» **Task goal**
Go over the data and keep only the lines that include "below".

[Stored items from a collection]
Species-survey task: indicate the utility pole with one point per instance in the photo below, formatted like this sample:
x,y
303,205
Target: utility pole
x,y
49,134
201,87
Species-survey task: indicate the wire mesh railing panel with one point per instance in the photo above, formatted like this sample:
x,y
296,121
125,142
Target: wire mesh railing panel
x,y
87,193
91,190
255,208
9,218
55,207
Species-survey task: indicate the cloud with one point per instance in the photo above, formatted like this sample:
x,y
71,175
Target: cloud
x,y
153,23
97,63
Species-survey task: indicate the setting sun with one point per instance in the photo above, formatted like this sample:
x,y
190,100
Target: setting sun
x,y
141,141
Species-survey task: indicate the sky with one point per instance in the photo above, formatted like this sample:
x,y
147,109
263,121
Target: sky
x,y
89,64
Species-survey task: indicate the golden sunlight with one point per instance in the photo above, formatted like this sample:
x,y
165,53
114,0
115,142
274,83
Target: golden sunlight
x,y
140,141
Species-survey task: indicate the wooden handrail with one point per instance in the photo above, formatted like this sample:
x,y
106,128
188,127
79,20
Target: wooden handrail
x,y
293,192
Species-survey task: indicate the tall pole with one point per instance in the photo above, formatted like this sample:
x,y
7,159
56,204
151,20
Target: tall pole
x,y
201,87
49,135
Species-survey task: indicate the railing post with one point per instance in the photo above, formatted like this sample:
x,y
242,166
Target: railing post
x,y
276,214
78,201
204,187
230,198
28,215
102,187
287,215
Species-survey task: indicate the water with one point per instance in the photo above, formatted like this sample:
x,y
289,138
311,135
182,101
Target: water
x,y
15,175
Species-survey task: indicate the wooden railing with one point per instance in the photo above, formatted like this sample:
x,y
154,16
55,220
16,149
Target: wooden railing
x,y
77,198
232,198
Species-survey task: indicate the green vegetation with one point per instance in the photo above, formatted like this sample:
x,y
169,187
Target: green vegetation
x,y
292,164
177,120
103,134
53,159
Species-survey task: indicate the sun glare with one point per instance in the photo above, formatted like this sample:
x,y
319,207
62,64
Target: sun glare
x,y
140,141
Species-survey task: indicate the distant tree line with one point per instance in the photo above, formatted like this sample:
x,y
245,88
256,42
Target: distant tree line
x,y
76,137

---

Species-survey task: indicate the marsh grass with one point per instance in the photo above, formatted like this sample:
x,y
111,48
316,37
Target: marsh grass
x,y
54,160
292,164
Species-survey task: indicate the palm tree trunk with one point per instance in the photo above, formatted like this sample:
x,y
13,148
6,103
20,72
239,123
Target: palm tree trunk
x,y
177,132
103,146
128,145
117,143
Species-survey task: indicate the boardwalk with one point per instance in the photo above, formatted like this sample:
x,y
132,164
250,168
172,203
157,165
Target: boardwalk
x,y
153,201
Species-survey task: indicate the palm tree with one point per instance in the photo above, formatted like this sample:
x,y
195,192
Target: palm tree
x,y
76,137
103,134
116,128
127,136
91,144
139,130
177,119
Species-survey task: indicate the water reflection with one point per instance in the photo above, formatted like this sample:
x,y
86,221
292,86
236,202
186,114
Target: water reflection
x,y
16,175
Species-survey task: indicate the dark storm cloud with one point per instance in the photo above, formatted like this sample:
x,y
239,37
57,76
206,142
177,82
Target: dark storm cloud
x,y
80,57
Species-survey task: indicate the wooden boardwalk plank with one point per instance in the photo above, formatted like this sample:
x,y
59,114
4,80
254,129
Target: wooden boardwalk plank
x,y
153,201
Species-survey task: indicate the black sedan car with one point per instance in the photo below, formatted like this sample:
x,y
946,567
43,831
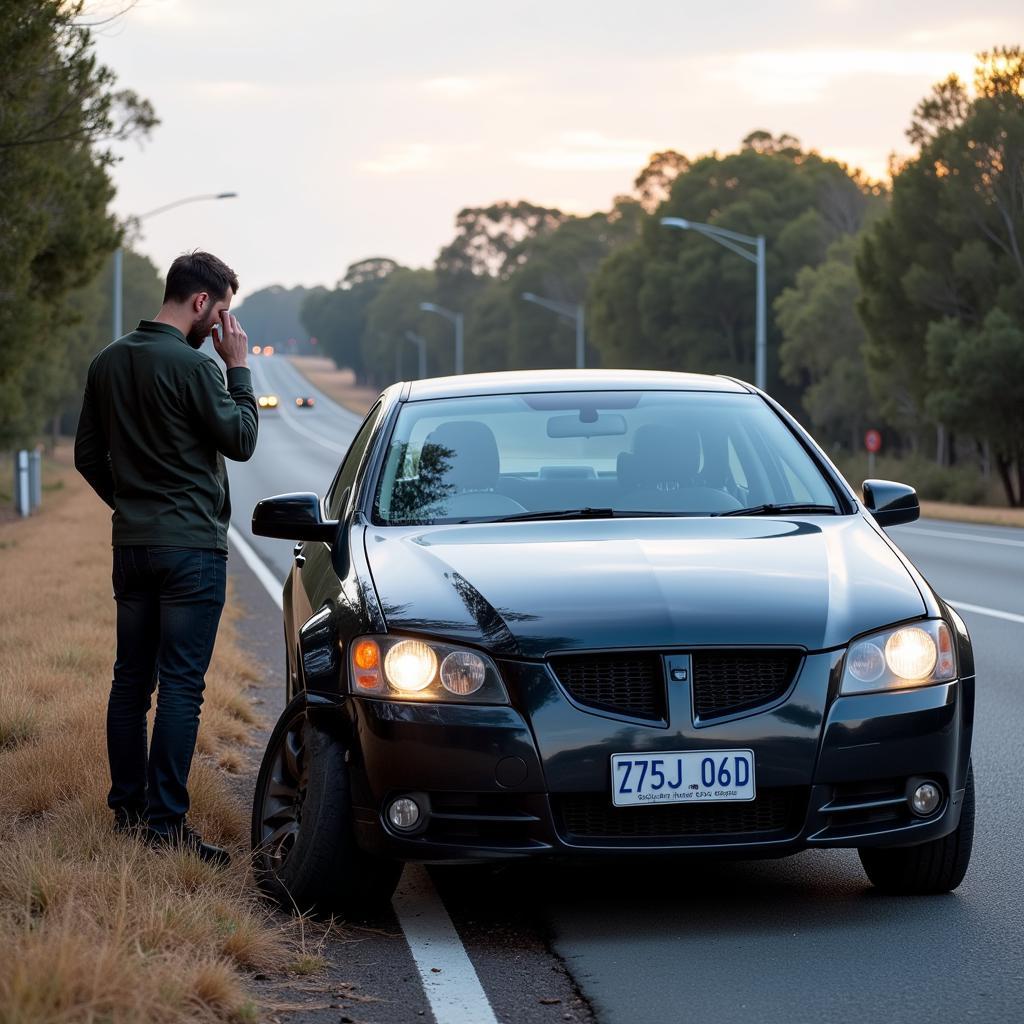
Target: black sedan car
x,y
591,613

» **Exercise output**
Species-survey task: indicate the utility pole with one point per instance in the photo below, formatted like this sample:
Species-survey task: indicate the black sedan car with one point per instance in the photo below, formatted like this sample:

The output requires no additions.